• Text:
▬▬▬

Regional Firmware and Customization
While the standard firmware covers the European and North American FM bands, ADDAC offers a special version for Japan (76–96 MHz), which must be requested at purchase. This isn’t just a frequency shift—it’s a firmware-level adaptation, reflecting the company’s willingness to support niche markets. And if the black front panel doesn’t suit your rack’s aesthetic, ADDAC will make you a custom-colored one in red, green, blue, white, silver gray, yellowed silver, or bronze, with print options in black, white, or primary colors. It’s a rare level of personalization in the modular world, where most manufacturers treat panel color as fixed. The lead time is 4–6 weeks, and it’s not cheap, but for builders who treat their racks like instruments and installations, it’s a welcome option.

▬▬▬

• Task instructions:
A. Copy the passage on regional firmware again, starting with "Regional Firmware and" and ending with "a welcome option.", but swap "ADDAC" for "the manufacturer".
B. According to the passage on regional firmware, what frequency range does the special version for Japan cover?
C. Do these statements agree with the passage on regional firmware? Answer yes or no for each, and quote the words that decide it.
(i) The Japan firmware can be requested after purchase.
(ii) A custom-colored front panel takes 4–6 weeks.
(iii) Most modular manufacturers let buyers pick their panel color.
The lines aren't needed for any of this.

▬▬▬

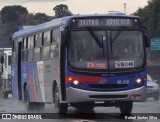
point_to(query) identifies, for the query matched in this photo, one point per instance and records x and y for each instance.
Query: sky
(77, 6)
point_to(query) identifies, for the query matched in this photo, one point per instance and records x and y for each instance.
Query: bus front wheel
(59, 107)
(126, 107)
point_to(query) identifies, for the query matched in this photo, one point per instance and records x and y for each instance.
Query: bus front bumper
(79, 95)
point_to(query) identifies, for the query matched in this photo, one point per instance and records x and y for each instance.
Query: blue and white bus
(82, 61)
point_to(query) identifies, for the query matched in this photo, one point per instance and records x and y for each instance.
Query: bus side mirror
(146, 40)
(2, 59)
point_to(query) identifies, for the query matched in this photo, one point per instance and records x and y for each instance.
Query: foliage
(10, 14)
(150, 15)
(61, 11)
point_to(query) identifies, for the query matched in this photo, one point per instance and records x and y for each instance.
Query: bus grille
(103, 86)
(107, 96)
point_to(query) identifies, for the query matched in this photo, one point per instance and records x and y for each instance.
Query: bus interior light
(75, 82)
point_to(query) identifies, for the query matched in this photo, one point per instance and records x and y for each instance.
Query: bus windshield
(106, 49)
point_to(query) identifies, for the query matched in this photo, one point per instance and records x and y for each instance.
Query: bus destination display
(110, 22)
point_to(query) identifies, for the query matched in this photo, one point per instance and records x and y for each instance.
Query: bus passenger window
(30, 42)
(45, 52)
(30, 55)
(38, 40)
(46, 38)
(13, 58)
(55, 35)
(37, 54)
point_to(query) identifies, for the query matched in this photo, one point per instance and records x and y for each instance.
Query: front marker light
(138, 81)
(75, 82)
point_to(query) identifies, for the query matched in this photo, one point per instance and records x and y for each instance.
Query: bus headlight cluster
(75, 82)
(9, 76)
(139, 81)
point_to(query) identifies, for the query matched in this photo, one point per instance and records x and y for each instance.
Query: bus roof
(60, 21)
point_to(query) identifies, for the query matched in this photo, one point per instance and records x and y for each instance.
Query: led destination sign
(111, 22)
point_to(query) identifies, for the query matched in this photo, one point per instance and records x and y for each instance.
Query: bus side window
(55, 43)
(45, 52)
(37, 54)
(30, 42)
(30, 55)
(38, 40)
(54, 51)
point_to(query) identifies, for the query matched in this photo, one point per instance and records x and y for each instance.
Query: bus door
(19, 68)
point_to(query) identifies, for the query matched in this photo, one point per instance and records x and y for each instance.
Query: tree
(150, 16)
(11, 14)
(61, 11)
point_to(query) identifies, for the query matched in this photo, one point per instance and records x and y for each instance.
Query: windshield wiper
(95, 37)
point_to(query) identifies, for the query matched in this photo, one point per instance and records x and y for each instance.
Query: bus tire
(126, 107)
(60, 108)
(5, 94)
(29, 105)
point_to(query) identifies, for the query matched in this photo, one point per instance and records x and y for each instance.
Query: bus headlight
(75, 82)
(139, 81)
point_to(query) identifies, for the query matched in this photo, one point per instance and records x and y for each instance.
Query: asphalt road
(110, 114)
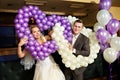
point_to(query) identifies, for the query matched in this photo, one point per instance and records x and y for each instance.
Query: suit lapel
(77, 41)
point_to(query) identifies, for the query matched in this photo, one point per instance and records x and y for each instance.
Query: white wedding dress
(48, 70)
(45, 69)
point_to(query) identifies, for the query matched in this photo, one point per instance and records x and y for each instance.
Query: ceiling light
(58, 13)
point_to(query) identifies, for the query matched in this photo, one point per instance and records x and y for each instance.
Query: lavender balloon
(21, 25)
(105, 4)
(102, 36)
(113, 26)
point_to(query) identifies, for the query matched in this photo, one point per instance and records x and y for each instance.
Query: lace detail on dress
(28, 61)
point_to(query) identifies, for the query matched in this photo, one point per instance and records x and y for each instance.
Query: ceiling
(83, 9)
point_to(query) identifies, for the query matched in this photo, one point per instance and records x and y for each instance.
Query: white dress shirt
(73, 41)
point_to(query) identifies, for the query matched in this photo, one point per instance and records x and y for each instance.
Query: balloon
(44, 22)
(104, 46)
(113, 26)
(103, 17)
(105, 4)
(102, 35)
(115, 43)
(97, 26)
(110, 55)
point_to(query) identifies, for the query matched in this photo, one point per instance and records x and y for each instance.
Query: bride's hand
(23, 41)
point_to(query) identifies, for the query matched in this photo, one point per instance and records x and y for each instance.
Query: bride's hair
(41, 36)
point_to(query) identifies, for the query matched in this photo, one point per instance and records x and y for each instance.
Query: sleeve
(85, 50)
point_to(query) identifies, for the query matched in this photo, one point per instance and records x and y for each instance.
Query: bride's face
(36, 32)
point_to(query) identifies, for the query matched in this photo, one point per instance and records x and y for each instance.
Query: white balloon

▬▬▬

• Responses by task:
A.
Regional Firmware and Customization
While the standard firmware covers the European and North American FM bands, the manufacturer offers a special version for Japan (76–96 MHz), which must be requested at purchase. This isn’t just a frequency shift—it’s a firmware-level adaptation, reflecting the company’s willingness to support niche markets. And if the black front panel doesn’t suit your rack’s aesthetic, the manufacturer will make you a custom-colored one in red, green, blue, white, silver gray, yellowed silver, or bronze, with print options in black, white, or primary colors. It’s a rare level of personalization in the modular world, where most manufacturers treat panel color as fixed. The lead time is 4–6 weeks, and it’s not cheap, but for builders who treat their racks like instruments and installations, it’s a welcome option.

B. 76–96 MHz.

C.
(i) No: "which must be requested at purchase"
(ii) Yes: "The lead time is 4–6 weeks"
(iii) No: "where most manufacturers treat panel color as fixed"